- _Reading passage_
Indira would be envious.
So where does that leave us?
There is clearly no black and white choice. No party is “clean”. In a system this messy, one could argue it isn’t even possible. But when graded on a moral curve, the choice is not that hard either.
Anyone that has been reading this blog for any appreciable time will know how much I’ve criticized the INC-lead UPA government while it was in power. It’s kleptocratic nature with its insistence on pushing a lineage of false “Gandhis” is disgusting. But it is nowhere near as dangerous as a theocratic pseudo fascist outfit with inextricable ties to a paramilitary force. The former, for all its many, MANY, faults, still managed to do more good than harm over its tenure. Even with its infuriating insistence on pushing the political future of a single family above all else, the INC’s agenda has always been inclusive. The BJP, however, judging by its actions over the last three years alone, not to say anything about its sordid history, represents an existential threat to the very idea of a secular democracy.
Some things just cannot be allowed to persist.
I can’t believe I’m typing this, for the very idea is galling, but I see no choice but to vote for the INC. This is a crisis. And there’s no “good” choices.
Like the scene from Argo that talks about the “Best bad idea”, this is all we have.
Time to hack off a limb.
The life you save may very well be your own.

(Saved data entries)
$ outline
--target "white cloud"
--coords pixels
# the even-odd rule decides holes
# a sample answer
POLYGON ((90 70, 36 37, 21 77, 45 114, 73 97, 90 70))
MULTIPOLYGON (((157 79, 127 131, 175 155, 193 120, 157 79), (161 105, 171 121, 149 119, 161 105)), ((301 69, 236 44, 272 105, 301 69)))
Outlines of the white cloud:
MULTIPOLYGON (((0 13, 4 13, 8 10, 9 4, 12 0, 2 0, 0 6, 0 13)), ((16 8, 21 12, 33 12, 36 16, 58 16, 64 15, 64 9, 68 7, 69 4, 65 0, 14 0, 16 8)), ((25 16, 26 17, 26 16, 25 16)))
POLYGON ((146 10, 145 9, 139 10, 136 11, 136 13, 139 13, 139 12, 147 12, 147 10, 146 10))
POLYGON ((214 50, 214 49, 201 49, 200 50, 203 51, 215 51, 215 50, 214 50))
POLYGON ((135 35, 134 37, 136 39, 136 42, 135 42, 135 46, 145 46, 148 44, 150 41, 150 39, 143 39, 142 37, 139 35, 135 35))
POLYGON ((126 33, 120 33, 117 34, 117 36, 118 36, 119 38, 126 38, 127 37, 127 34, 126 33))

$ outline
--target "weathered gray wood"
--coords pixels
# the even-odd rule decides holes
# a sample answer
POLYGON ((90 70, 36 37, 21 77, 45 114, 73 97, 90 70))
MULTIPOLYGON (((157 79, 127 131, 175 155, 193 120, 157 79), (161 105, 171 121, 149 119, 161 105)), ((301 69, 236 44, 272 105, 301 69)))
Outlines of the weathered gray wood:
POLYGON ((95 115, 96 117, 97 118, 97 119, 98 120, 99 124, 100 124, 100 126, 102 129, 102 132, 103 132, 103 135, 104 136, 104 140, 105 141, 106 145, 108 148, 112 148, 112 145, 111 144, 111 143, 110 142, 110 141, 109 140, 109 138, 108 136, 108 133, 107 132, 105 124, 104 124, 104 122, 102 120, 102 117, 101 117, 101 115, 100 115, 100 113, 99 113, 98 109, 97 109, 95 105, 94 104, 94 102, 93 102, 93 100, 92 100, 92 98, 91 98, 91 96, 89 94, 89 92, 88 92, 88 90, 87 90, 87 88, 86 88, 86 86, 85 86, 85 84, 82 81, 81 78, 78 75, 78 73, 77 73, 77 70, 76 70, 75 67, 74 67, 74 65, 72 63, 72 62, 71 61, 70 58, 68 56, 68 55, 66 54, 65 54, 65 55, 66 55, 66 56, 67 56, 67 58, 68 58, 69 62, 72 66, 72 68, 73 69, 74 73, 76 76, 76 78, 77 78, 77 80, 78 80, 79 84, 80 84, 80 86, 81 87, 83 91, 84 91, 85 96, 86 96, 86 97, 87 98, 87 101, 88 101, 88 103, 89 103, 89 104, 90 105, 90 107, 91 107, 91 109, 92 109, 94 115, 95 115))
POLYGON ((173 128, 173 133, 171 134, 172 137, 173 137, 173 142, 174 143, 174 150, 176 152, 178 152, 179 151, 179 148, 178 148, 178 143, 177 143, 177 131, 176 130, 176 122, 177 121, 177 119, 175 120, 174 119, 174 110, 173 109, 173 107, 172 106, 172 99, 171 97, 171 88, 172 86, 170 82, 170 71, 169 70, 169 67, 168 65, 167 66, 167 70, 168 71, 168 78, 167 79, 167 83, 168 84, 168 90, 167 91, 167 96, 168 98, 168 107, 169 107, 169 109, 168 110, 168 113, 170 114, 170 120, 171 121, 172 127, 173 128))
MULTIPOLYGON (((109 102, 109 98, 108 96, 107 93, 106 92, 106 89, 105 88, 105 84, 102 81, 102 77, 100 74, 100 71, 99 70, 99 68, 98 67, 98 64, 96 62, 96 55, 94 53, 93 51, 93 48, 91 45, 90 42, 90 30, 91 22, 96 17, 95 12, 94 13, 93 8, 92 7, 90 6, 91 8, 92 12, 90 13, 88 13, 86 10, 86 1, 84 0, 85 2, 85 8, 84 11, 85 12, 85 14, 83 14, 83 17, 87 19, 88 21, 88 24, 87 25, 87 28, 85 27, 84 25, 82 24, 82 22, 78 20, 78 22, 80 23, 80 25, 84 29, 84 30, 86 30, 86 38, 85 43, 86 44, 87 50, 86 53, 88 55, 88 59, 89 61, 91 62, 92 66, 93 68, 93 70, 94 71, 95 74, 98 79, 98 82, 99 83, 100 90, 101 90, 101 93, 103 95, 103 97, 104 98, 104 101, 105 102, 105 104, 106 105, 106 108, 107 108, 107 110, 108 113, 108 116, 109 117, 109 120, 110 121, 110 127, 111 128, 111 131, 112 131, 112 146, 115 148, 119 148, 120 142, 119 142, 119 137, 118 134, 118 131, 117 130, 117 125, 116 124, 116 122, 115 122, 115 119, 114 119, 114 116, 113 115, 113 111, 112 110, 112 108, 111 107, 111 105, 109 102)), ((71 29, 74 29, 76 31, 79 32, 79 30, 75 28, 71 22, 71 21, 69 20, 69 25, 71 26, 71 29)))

- _Work item A_
Retype the portion of the political blog post starting at "Some things just" and ending at "all we have.".
- _Work item B_
In the political blog post, which party does the writer decide to vote for?

- _Expected output A_
Some things just cannot be allowed to persist.
I can’t believe I’m typing this, for the very idea is galling, but I see no choice but to vote for the INC. This is a crisis. And there’s no “good” choices.
Like the scene from Argo that talks about the “Best bad idea”, this is all we have.

- _Expected output B_
The INC.